(Data lines)
##########
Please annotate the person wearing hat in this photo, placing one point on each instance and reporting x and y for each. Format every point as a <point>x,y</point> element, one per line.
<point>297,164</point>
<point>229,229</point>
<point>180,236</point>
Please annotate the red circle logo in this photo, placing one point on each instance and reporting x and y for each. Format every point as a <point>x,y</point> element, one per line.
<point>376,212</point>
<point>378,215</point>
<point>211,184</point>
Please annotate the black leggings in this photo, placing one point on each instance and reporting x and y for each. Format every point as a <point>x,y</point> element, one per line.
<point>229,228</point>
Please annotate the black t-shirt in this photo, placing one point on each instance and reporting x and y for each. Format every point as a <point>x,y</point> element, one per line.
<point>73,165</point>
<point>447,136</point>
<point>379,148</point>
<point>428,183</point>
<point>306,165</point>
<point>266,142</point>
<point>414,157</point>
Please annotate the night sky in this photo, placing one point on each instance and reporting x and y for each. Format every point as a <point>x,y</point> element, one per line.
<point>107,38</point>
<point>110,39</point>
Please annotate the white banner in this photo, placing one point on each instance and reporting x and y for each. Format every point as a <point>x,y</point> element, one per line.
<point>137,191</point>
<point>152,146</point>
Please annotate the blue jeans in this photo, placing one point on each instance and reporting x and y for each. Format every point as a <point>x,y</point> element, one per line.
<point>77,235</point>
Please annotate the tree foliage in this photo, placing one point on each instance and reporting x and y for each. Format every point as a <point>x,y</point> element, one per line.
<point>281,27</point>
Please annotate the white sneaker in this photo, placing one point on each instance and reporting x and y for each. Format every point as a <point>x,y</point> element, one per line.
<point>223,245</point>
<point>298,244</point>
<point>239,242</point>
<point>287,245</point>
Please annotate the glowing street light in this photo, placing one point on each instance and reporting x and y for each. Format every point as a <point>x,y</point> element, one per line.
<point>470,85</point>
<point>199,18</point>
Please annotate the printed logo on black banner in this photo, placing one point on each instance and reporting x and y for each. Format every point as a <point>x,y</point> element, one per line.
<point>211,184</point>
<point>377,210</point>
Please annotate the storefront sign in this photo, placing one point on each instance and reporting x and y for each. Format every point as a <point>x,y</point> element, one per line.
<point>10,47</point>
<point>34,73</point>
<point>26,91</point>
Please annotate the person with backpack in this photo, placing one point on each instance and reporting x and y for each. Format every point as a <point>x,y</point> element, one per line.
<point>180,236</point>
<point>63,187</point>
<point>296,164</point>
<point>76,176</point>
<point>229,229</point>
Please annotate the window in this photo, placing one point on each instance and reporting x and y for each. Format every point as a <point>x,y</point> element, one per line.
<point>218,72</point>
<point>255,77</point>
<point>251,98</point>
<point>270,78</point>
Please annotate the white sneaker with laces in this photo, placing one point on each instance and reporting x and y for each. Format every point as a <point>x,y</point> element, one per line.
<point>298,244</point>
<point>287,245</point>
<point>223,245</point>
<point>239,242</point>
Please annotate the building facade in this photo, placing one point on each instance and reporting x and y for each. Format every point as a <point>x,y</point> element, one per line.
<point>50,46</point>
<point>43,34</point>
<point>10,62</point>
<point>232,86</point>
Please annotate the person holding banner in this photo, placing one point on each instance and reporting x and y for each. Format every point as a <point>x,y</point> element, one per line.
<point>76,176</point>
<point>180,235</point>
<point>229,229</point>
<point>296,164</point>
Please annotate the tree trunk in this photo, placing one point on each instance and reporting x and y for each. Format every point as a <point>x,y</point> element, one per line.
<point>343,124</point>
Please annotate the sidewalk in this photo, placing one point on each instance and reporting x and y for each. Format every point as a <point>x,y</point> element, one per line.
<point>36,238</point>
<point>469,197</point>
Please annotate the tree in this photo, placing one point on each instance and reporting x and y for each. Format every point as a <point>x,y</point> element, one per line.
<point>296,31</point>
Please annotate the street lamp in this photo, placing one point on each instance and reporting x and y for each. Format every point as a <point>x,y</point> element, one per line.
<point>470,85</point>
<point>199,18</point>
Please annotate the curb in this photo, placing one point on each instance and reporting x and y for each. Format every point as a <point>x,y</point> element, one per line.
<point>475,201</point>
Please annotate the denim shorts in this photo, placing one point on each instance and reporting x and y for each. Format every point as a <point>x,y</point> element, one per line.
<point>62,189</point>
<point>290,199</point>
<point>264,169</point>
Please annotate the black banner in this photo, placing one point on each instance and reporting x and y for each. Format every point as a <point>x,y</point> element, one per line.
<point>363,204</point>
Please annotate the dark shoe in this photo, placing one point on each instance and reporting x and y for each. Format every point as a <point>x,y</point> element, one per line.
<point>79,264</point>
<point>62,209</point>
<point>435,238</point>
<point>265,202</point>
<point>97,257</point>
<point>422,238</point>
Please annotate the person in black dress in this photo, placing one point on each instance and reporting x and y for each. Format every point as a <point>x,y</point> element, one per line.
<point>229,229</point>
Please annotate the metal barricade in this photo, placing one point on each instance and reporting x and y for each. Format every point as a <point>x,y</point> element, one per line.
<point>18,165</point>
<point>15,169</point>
##########
## PROBLEM
Rewrite all of the material above, putting "Please mark" in place of every occurrence of "Please annotate". Leave everything else unchanged.

## REPLY TO THE EXERCISE
Please mark the person wearing hat in this photo, placing one point on each instance and reporting x and y for each. Format every point as a <point>x,y</point> element, one per line.
<point>297,164</point>
<point>229,229</point>
<point>180,236</point>
Please mark the red circle logo in this photo, placing one point on each instance and reporting x and y for each. Format every point as a <point>x,y</point> element, one per line.
<point>376,212</point>
<point>378,215</point>
<point>211,184</point>
Please mark the black leggings in this photo, placing one point on each instance and reporting x and y for each. Format every point as a <point>x,y</point> element, one per line.
<point>229,228</point>
Please mark the black t-shirt in this photo, placing one point on each instance and reporting x and y for each. Format every point as a <point>x,y</point> element, one per line.
<point>73,165</point>
<point>447,136</point>
<point>379,148</point>
<point>428,183</point>
<point>306,165</point>
<point>266,142</point>
<point>414,157</point>
Please mark the night sky in this photo, placing one point on each instance and reporting x and y for each. Format every point as a <point>x,y</point> element, one per line.
<point>107,38</point>
<point>110,39</point>
Please mark the white banner in this photo, placing one point on each instance and reporting x and y for each. Format every point as a <point>x,y</point> element, one per line.
<point>137,191</point>
<point>152,146</point>
Please mark the blue jeans in this photo, placing one point on each instance and reporting x and y for each. Format every point as a <point>x,y</point> element, one per line.
<point>77,235</point>
Please mark the tree foliage in this photo, placing one point on each instance and reporting x and y for each. Format every point as a <point>x,y</point> element, one per line.
<point>281,27</point>
Please mark the white sneaker in this photo, placing one point on each instance and reporting x and y for each. Format every point as a <point>x,y</point> element, one per line.
<point>223,245</point>
<point>298,244</point>
<point>239,242</point>
<point>287,245</point>
Please mark the glowing street light in this photo, placing one point on each instance and reporting x and y for each. Format every point as a <point>x,y</point> element, one per line.
<point>470,85</point>
<point>199,18</point>
Please mark the printed logo on black banner in this photo, placing one point on each instance and reporting x and y for each. Format every point as a <point>x,y</point> element, one per line.
<point>211,184</point>
<point>377,210</point>
Please mark the storefront sign in this photo, placing one point on each instance and reporting x and y for each. Format every point as a <point>x,y</point> element, one per line.
<point>10,47</point>
<point>34,73</point>
<point>26,91</point>
Please mark the person with backpack in this photo, placing one point on each instance and reporting x and y for each. Format every point as a <point>x,y</point> element, one per line.
<point>180,236</point>
<point>63,187</point>
<point>296,164</point>
<point>76,176</point>
<point>229,229</point>
Please mark the window in this photo, placing one point on each instance and reporting x and y for each. Format every point as a <point>x,y</point> element, one per line.
<point>218,72</point>
<point>255,77</point>
<point>251,98</point>
<point>270,78</point>
Please mark the white sneaker with laces in this photo, placing one point on each instance and reporting x and y for each. Format every point as a <point>x,y</point> element, one per line.
<point>298,244</point>
<point>287,245</point>
<point>223,245</point>
<point>239,242</point>
Please mark the building facade in this photo, placing one point on each instance and reporting x and y for each. Format every point as a <point>x,y</point> element, one per line.
<point>50,46</point>
<point>43,34</point>
<point>10,62</point>
<point>232,86</point>
Please mark the person holding banner in this photo, placing one point on each instance and reporting x and y for each. Format every point as a <point>x,y</point> element, one per line.
<point>76,176</point>
<point>180,235</point>
<point>229,229</point>
<point>296,164</point>
Please mark the tree trunk in this photo, placing one point on each instance and reporting x and y for each. Format every point as a <point>x,y</point> element, one per line.
<point>343,124</point>
Please mark the sidewalk in this photo, placing one point on each instance and reporting x and y for each. Format every point as a <point>x,y</point> element, one per line.
<point>36,238</point>
<point>469,197</point>
Please mark the tree in this photo, placing one point on each instance and reporting x and y for each. Format every point as a <point>x,y</point> element, one per line.
<point>296,31</point>
Please mark the street lamp in this photo, placing one point on each instance and reporting x and y for each. Format every point as a <point>x,y</point> element, one per line.
<point>470,85</point>
<point>199,18</point>
Please mark the curb in this photo, placing one point on each instance and reporting x and y for each. Format every point as a <point>x,y</point> element, one per line.
<point>475,201</point>
Please mark the denim shorts in this photo, placing one point on each instance and reporting x and y for each. Format every point as a <point>x,y</point> element, one per line.
<point>62,189</point>
<point>290,199</point>
<point>264,169</point>
Please mark the black banner in this photo, placing one point on each instance and reporting x and y for each. Format every point as a <point>x,y</point> element, one per line.
<point>363,204</point>
Please mark the dark shoe in this photo, placing one point on each instance and reporting x and y for each. Format every point as a <point>x,y</point> element, one per line.
<point>79,264</point>
<point>62,209</point>
<point>435,238</point>
<point>265,202</point>
<point>97,257</point>
<point>422,238</point>
Please mark the person in black dress in this photo, placing one point on each instance and reporting x and y for each. Format every point as a <point>x,y</point> element, one per line.
<point>229,229</point>
Please mark the metal barricade in this photo, placing one point on each instance and reporting x and y for each. Format every point as a <point>x,y</point> element, one per line.
<point>18,165</point>
<point>15,169</point>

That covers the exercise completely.